| O QUE FAZER |
a - Indique todas as pessoas mencionadas pelo nome no excerto sobre o futuro dos escritórios.
b - Transcreva do excerto sobre o futuro dos escritórios tudo o que vai desde "O escritório físico" até "espaços de trabalho.".

| EXCERTO FORNECIDO |
* * * * * * *
O escritório físico cria um sentido de identidade
Com a pandemia do Covid-19, um dos grandes debates tem sido qual será o futuro dos escritórios num mundo que requer um maior distanciamento social e medidas apertadas de higiene. Acentuando a tendência da digitalização e de uma maior flexibilização da forma como e onde trabalhamos, o Covid-19 oferece a oportunidade para se repensar os escritórios, mas nunca será um fim para estes espaços de trabalho.
Num futuro onde o trabalho remoto será cada vez mais uma constante, o escritório continuará a ser instrumento essencial para a cultural empresarial, um ponto de encontro para os colaboradores e o local ideal para o surgimento de novas ideias e inovação.
Nesta entrevista (em inglês), Pirjo Kiefer, a directora de design de interiores da Vitra, fala das mudanças que estão em curso e da importância dos escritórios para a identidade das empresas.
At the moment, Vitra’s Interior Design Services team is very much focused on practicalities, as people are slowly moving back into the office. Both at Vitra and in your work for clients, your team is helping adapt offices to current hygiene and distancing provisions. What are the key considerations here?
You would be forgiven for thinking that this is mainly a matter of removing office furniture like chairs and tables to increase the distance between staff. However, the job is actually far more involved than that, which makes it a fascinating challenge. The question is how to get employees to observe distancing rules and comply with regulations. If you just post warning signs all over the place, it makes everyone uneasy and they end up feeling patronised, but by the same token we all know how quickly people can forget to apply precautionary measures. So it’s a balancing act. We have noticed that existing pieces of furniture – like the chairs in a conference room – can also be used as natural distancers if you put signs on them saying they shouldn’t be used. In other words, it’s all about empathy and thinking ahead in planning terms.
Are there particular office typologies that lend themselves more easily to adaptation?
We have certainly made some interesting discoveries in that regard: for one thing, the more open and flexible an office design is, the more efficient you can be about implementing an appropriate response to Covid-19. At the moment, many people are predicting an end to open-plan offices, but it doesn’t actually matter how the space is structured. What is true, though, is that offices where the possibility for change was part of the original design now have a clear advantage – Stephan Hürlemann’s Dancing Office and Sevil Peach’s Citizen Office spring to mind here. Individual or even double offices provide much less scope for flexible capacity planning. All you can do there is downsize them to one single person who ends up being just as isolated as in their home office. So why come in to work in the first place?
So how are we going to work in future, and in what kind of environment?
That’s a really exciting question for planners right now. In our work, we are increasingly concerned with «soft» systems, and not just physical structures. We have to plan ahead: what kind of meetings actually need to take place, and how? Or how should different areas be organised to allow a whole range of different things to happen?
One more thing. What we’re all missing at the moment in the home office setting is a sense of identification. We miss our teammates and the corporate culture, a clan or tribe with which to identify. There are also people who say they’re not going back to the office, as they can operate just as well from home. So employers need to be asking, what can the physical office provide that employees cannot get at home? Identity takes on a key role here, for both employers and employees. The company office is where the company culture is experienced, where meetings are held and ideas are exchanged. In future, the job for us planners will be to enhance the physical workplace.
* * * * * * *
| SECÇÃO DE DADOS |
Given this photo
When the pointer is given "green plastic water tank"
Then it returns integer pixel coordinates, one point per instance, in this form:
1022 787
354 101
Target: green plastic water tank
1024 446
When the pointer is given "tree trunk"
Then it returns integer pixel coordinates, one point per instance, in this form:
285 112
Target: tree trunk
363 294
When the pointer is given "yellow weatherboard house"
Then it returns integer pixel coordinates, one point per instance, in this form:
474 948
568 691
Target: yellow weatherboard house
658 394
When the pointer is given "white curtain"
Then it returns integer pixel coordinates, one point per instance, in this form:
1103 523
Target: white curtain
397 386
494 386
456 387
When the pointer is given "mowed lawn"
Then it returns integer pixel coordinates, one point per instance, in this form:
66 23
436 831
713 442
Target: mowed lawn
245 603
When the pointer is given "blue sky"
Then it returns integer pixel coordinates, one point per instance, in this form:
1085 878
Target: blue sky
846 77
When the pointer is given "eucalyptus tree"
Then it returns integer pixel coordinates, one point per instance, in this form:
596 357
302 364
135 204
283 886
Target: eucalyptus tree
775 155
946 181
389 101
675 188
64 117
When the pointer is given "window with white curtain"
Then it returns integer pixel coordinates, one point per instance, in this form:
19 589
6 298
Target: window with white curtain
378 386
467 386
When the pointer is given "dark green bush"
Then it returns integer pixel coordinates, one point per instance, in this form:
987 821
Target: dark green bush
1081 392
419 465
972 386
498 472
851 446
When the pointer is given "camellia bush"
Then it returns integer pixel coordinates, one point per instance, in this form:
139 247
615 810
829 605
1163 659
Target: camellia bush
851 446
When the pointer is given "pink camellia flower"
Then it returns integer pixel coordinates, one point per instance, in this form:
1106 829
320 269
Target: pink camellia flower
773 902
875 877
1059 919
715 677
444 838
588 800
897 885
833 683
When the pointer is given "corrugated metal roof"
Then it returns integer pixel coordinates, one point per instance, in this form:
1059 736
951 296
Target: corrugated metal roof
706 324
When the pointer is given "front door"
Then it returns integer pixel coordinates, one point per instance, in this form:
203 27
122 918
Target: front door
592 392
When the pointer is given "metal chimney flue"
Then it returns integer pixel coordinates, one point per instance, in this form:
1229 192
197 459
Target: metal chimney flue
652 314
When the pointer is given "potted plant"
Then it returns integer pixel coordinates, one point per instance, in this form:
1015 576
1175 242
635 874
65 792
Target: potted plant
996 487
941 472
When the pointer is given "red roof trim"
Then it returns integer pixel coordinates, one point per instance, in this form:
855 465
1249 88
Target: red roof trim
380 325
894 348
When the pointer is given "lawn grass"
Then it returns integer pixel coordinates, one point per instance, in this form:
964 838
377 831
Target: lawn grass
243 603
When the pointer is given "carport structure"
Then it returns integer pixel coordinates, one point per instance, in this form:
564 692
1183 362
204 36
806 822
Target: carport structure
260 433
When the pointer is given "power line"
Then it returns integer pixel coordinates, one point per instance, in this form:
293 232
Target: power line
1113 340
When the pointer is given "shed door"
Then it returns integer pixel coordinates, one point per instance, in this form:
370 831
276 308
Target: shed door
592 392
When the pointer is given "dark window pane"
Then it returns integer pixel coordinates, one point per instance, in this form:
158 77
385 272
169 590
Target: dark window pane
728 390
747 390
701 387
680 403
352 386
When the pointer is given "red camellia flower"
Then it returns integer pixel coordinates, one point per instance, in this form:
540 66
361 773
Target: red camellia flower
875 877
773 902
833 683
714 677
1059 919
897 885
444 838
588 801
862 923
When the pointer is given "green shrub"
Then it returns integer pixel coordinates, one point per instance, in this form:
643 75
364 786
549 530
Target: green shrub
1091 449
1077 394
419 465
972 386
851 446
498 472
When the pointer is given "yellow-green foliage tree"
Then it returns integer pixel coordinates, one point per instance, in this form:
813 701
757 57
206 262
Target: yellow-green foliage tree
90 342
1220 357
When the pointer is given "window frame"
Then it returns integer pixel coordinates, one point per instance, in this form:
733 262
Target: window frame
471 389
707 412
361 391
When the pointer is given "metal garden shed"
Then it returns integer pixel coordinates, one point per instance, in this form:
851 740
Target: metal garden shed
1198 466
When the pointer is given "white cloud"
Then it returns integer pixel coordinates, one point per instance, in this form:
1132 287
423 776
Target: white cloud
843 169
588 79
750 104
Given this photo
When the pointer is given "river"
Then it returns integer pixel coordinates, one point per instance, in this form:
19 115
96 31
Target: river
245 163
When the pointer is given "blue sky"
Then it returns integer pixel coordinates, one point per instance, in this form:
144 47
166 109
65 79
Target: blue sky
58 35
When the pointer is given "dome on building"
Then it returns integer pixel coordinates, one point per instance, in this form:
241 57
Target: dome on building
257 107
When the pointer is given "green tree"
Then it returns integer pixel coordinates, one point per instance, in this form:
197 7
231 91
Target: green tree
* * * * * * *
| RESPOSTAS ÀS TAREFAS |
a - Pirjo Kiefer, Stephan Hürlemann, Sevil Peach

b -
O escritório físico cria um sentido de identidade
Com a pandemia do Covid-19, um dos grandes debates tem sido qual será o futuro dos escritórios num mundo que requer um maior distanciamento social e medidas apertadas de higiene. Acentuando a tendência da digitalização e de uma maior flexibilização da forma como e onde trabalhamos, o Covid-19 oferece a oportunidade para se repensar os escritórios, mas nunca será um fim para estes espaços de trabalho.